SET OF TASKS -
(1) Please rewrite the paragraph of the text on MacMillan's Checkpoint that begins "The one-act Anastasia in Berlin" as a short list that keeps its main facts.
(2) Go on with the text on MacMillan's Checkpoint, starting after its final sentence.

DOCUMENT EXTRACT -
begin

The one-act Anastasia in Berlin was the first time Kenneth MacMillan had used film in tandem with choreographed action on stage. Checkpoint was the second – and with less happy results. The audience in Manchester had to wait for almost an hour while technicians completed work on Elisabeth Dalton’s set; scaffolding, back-projection and huge electronic eye. The work itself, MacMillan’s first for the Royal Ballet since Romeo and Juliet, was twenty minutes long.

Dalton’s design images were redolent of the still-divided Berlin in which MacMillan had so recently lived; the infamous Wall with its watchtowers, cameras, armed guards and sudden death. Choreographically the ballet, patently inspired by George Orwell’s 1984, was an extended pas de deux with interpolations from a corps of seven dancers. MacMillan depicted a future totalitarian society in which all expression of human feeling was forbidden and love could only be furtive.

end

DATA BLOCK -
begin

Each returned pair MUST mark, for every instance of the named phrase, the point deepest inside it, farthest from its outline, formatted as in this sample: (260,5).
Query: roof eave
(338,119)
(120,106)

end

ANSWERS TO THE TASKS -
(1)
- Anastasia in Berlin, a one-act work, was Kenneth MacMillan's first use of film alongside choreographed stage action. Checkpoint was his second, with less happy results.
- In Manchester, the audience waited almost an hour while technicians finished Elisabeth Dalton's set: scaffolding, back-projection and a huge electronic eye.
- Checkpoint was MacMillan's first work for the Royal Ballet since Romeo and Juliet, and it was twenty minutes long.

(2)
For the ballet’s protagonists (danced by Svetlana Beriosova and Donald MacLeary), this meant assignations in the shadows, huddles against walls and even a vertiginous duet half way up a sheer wall in their attempts to avoid the all-probing video eye. In the end, they are discovered; the wall which was their refuge now devours them. The ballet ends with only the couple’s hands visible as they are swallowed by the wall and vainly try to reach other.

Whatever the production intentions, the set appeared cumbersome and unominous. The purportedly all-seeing eye was blinded when a back-projector broke down. “It is a good subject and was boldly conceived” wrote The Observer’s Alexander Bland. “But from the moment the curtain rose things went wrong. The setting was cumbersome but ineffective, with very unalarming projections; the score (Gerhard’s Collages) contributed little and the dance-style seemed half thought-out. Svetlana Beriosova and Donald MacLeary were the unhappy lovers in what must be counted a brave failure”.

“Some of the movement is beautiful”, conceded Peter Williams of Dance and Dancers. “Were it a purely abstract pas de deux it would be interesting. But the ballet is lumbered with a story... nothing really fitted together at any point.”

  • First performance: Opera House, Manchester 17 November 1970

  • Company: The Royal Ballet New Group

  • Cast: Svetlana Beriosova, Donald MacLeary

  • Music: Roberto Gerhard, Symphony No. 3 (Collages) for orchestra and tape

  • Design: Elisabeth Dalton

  • Benesh notation score: Monica Parker (1971). Working score (incomplete)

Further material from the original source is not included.